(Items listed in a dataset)
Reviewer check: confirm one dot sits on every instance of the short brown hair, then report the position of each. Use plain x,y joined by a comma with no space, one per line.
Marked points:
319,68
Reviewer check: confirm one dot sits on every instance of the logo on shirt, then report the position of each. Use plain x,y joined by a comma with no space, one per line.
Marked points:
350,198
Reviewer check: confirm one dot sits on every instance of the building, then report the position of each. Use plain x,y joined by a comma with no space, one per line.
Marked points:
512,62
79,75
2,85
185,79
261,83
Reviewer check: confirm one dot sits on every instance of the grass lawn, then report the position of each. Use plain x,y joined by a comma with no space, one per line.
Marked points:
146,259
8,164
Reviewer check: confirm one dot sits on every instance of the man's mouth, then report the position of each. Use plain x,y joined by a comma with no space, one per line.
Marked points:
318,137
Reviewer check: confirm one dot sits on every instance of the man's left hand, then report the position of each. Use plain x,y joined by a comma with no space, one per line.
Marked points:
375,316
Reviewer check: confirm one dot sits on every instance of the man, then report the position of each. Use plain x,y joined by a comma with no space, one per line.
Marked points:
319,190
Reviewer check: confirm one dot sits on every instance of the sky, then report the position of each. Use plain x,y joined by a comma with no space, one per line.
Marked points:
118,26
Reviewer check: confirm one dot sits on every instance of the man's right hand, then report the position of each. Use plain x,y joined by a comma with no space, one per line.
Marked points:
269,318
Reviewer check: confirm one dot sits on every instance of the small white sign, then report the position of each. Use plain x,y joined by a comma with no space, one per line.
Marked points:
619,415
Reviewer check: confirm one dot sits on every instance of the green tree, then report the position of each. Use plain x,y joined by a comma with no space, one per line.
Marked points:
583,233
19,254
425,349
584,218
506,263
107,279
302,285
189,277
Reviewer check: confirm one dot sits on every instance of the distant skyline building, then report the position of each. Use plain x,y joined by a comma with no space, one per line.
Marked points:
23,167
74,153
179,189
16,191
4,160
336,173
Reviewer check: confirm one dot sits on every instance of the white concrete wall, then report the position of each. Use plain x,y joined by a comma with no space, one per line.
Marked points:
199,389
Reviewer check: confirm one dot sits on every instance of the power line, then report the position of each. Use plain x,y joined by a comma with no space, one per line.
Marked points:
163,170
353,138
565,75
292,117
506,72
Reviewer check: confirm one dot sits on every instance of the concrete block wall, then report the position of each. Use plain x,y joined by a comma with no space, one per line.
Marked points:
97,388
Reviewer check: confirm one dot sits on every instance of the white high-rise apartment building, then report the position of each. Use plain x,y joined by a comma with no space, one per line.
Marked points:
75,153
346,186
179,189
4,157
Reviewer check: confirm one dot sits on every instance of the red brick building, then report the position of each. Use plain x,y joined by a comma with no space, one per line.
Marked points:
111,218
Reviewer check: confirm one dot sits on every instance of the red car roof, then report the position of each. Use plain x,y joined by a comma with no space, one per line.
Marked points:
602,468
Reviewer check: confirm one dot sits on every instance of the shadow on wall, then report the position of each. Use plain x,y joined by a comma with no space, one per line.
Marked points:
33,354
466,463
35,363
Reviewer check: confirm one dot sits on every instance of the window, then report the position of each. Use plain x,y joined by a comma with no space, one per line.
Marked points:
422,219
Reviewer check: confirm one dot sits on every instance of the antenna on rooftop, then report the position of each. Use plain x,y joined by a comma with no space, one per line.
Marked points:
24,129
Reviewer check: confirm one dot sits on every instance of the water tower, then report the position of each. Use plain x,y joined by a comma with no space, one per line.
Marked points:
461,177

DIRECTION:
Convert every one of the records above into a two-column CSV with the headers record_text and answer. Give one row per record, put its text and its answer each in a single quoted field, and replace any line breaks with spaces.

IN RESPONSE:
record_text,answer
"Reviewer check: confirm one dot sits on every instance of the short brown hair, then report the position of each. Use plain x,y joined by a comma with no space, one per line. Marked points:","319,68"
"Reviewer check: confirm one dot sits on every instance of the logo on shirt, then report the position of each. Use plain x,y joined by a comma with no space, one per line. Marked points:","350,198"
"Reviewer check: confirm one dot sits on every instance of the building, then report the position of each. Use plain x,y joined by a comma with no space, one per line. Marked points:","512,62 79,75 2,85 185,79 261,83"
"Reviewer check: confirm one dot sits on every instance of the grass lawn, then report the position of each. Use plain x,y joined by a comma with no space, one per line. Marked points:","146,259 8,164"
"Reviewer check: confirm one dot sits on every instance of the man's mouth, then report the position of each. Use plain x,y joined by a comma with no space, one per line. Marked points:","318,137"
"Reviewer check: confirm one dot sits on every instance of the man's left hand, then report the position of each. Use plain x,y joined by a comma with no space, one per line. Marked points:","375,316"
"Reviewer check: confirm one dot sits on every instance of the man, then report the position of each. Use plain x,y joined by a comma with no space, one per line. Marked points:","319,190"
"Reviewer check: confirm one dot sits on every instance of the sky, then report the position of each. Use plain x,y joined by a comma with no space, one per line. Marked points:","118,26"
"Reviewer check: confirm one dot sits on every instance of the man's right hand, then report the position of each. Use plain x,y joined by a comma with no space, one per line. Marked points:","269,318"
"Reviewer check: confirm one dot sits on every instance of the small white sign, then report the position of each. Use plain x,y joined by a comma with no space, one per line. Marked points:","619,415"
"Reviewer check: confirm one dot sits on every instance of the green tree, then report the position of each. Use plain x,y joined by a comma with no space, one per line. Marked points:","583,233 19,254 425,349 584,218 506,263 107,279 302,285 189,277"
"Reviewer check: confirm one dot sits on every instance of the distant skyline building, then report the position of each. Use plain x,y joined by a comma with no space, one per line. Marked points:","23,167 74,153 179,189 16,191 4,160 336,173"
"Reviewer check: confirm one dot sits on every instance of the white concrete wall, then report the position of each. Use plain x,y joined by a comma with no space, one per line. Marked points:","199,389"
"Reviewer check: confirm one dot sits on every instance of the power line, then report the position of each. Use plain x,y joined by a comma with no space, one per line. Marked points:","163,170 353,138 565,75 292,117 506,72"
"Reviewer check: confirm one dot sits on every instance of the concrete block wall, then report the position of each. Use plain x,y joined by a comma with no space, one per line. Marked points:","97,388"
"Reviewer check: confirm one dot sits on every instance of the white high-rise apartment building, then report the position of each. Use plain x,y joined by a comma with no space, one per line. Marked points:","75,153 346,186 179,189 4,157"
"Reviewer check: confirm one dot sits on every instance of the red brick building, then report the position of each. Use plain x,y joined by a comma with no space, one per line. Marked points:","111,218"
"Reviewer check: confirm one dot sits on every instance of the red car roof, then report the position of each. Use plain x,y joined by a comma with no space, one per line. Marked points:","602,468"
"Reviewer check: confirm one dot sits on every instance of the shadow on wall, then report the position of each. Use plain x,y joined by a comma with no space, one per line. Marked points:","33,354 466,463 35,363"
"Reviewer check: confirm one dot sits on every instance of the window, then report the position of each. Use plain x,y joined by a comma with no space, one per line. Marked points:","422,219"
"Reviewer check: confirm one dot sits on every instance of the antenna on rooftop, then report the position of each. Use plain x,y joined by a comma with no space, one per line. Marked points:","24,129"
"Reviewer check: confirm one dot sits on every instance of the water tower, then report the position of each. Use plain x,y joined by a comma with no space, one per line. Marked points:","461,177"